Starting from the line containing "calm water surface.", write out every remaining line exactly, the last one included.

----- Record excerpts -----

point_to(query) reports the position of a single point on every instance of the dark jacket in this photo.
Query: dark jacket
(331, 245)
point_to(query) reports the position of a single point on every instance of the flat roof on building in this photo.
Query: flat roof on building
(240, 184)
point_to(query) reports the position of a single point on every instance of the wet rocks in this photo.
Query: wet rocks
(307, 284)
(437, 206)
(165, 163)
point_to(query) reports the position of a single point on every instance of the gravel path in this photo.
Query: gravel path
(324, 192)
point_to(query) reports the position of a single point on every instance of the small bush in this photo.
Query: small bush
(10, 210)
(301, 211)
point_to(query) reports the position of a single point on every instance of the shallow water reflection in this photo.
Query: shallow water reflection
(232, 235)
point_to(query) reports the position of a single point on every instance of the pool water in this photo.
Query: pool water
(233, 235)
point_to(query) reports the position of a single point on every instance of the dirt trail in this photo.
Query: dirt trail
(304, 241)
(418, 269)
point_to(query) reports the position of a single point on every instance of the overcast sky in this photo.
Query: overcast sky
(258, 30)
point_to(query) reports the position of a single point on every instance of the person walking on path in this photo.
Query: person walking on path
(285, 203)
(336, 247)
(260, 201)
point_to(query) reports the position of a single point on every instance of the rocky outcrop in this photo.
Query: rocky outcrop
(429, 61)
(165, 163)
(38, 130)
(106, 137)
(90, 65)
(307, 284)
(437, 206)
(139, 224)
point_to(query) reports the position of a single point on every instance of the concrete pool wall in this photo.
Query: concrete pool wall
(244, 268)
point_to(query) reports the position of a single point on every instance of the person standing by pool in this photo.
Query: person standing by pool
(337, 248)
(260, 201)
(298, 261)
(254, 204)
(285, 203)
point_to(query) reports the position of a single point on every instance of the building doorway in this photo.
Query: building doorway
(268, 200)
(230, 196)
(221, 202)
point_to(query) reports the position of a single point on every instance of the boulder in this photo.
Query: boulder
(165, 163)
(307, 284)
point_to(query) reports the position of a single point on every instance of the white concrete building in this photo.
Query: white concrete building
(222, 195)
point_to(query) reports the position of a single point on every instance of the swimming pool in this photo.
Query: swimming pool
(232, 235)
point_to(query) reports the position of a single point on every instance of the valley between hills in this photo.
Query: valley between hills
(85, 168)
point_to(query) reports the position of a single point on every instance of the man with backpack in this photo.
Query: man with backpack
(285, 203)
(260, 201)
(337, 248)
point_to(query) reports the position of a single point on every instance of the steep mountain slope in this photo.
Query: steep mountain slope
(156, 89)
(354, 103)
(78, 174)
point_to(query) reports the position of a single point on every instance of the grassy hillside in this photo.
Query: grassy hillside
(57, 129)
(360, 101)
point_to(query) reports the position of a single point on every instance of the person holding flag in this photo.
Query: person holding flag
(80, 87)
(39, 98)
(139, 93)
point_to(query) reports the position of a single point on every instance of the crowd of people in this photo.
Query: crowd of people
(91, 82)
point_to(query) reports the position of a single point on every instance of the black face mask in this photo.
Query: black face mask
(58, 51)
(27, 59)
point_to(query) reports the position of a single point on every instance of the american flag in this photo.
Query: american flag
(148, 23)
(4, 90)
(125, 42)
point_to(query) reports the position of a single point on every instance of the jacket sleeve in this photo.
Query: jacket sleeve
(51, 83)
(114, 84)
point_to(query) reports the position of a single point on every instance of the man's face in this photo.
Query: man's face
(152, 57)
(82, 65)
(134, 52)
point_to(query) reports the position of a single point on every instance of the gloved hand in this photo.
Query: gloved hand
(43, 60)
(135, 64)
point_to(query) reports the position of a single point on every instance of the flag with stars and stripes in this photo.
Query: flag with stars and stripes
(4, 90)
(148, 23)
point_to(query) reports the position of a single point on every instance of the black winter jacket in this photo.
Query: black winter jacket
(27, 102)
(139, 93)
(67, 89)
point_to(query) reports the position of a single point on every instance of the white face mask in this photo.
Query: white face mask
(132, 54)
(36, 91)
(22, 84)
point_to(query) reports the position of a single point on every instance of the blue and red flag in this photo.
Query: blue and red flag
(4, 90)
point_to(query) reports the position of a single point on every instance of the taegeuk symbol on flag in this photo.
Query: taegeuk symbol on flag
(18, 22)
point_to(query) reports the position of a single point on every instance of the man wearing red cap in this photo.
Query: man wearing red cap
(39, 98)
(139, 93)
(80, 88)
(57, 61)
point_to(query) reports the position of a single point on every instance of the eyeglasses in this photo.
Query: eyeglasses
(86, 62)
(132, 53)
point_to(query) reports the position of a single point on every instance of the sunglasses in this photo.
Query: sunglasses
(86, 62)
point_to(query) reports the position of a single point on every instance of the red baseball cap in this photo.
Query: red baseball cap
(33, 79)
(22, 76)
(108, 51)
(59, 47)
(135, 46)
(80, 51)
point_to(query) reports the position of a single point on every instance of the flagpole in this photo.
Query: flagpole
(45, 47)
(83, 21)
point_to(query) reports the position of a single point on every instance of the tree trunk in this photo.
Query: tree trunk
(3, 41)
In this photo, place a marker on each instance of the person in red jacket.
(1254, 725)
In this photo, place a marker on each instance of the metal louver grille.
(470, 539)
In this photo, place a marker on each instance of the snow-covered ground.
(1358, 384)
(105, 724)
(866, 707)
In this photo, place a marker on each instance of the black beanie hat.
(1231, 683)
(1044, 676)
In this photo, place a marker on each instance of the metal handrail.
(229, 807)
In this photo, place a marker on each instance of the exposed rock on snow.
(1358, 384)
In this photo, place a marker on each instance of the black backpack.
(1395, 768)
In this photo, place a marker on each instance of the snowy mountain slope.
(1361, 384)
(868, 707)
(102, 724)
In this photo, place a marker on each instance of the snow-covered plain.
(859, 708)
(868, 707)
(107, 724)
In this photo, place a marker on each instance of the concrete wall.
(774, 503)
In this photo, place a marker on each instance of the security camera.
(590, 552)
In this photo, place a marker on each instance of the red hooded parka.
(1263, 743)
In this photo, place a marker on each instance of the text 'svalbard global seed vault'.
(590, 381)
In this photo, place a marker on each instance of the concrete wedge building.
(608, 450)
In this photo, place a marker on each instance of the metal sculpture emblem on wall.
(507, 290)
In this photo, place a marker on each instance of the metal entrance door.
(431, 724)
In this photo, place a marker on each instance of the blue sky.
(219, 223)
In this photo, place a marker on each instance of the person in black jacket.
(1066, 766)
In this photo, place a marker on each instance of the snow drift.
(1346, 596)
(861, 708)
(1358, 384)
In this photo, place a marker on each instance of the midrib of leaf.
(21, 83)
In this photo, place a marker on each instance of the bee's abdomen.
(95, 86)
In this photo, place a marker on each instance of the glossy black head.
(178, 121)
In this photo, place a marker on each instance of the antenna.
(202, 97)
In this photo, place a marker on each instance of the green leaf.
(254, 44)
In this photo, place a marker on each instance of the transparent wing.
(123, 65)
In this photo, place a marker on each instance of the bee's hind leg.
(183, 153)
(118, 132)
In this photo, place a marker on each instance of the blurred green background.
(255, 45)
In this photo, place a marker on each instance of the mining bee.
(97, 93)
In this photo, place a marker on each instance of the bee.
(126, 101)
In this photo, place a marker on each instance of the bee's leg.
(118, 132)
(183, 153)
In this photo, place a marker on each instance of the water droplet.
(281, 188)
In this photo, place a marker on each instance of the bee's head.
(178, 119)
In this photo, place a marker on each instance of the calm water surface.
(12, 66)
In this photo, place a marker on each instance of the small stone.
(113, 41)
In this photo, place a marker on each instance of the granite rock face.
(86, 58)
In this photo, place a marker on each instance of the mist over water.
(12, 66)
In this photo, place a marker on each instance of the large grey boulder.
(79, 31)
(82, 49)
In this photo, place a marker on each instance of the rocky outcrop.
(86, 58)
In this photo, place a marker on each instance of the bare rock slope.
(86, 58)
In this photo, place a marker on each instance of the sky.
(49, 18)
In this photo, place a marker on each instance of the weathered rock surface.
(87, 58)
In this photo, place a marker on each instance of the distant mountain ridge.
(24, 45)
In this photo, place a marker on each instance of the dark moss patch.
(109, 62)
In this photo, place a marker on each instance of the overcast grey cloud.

-----

Output of the exercise »
In this photo, place a marker on each instance of the calm water surface.
(12, 66)
In this photo, place a marker on each instance of the small stone.
(113, 41)
In this photo, place a marker on each instance of the granite rock face.
(86, 58)
In this photo, place a marker on each instance of the mist over water.
(12, 66)
In this photo, place a marker on each instance of the large grey boulder.
(79, 31)
(82, 49)
In this photo, place a marker on each instance of the rocky outcrop.
(86, 58)
In this photo, place a marker on each instance of the bare rock slope.
(86, 58)
In this photo, place a marker on each instance of the sky.
(49, 18)
In this photo, place a marker on each instance of the weathered rock surface.
(87, 58)
In this photo, place a marker on each instance of the distant mountain ridge.
(24, 45)
In this photo, place a marker on each instance of the dark moss patch.
(109, 62)
In this photo, place a marker on each instance of the overcast grey cloud.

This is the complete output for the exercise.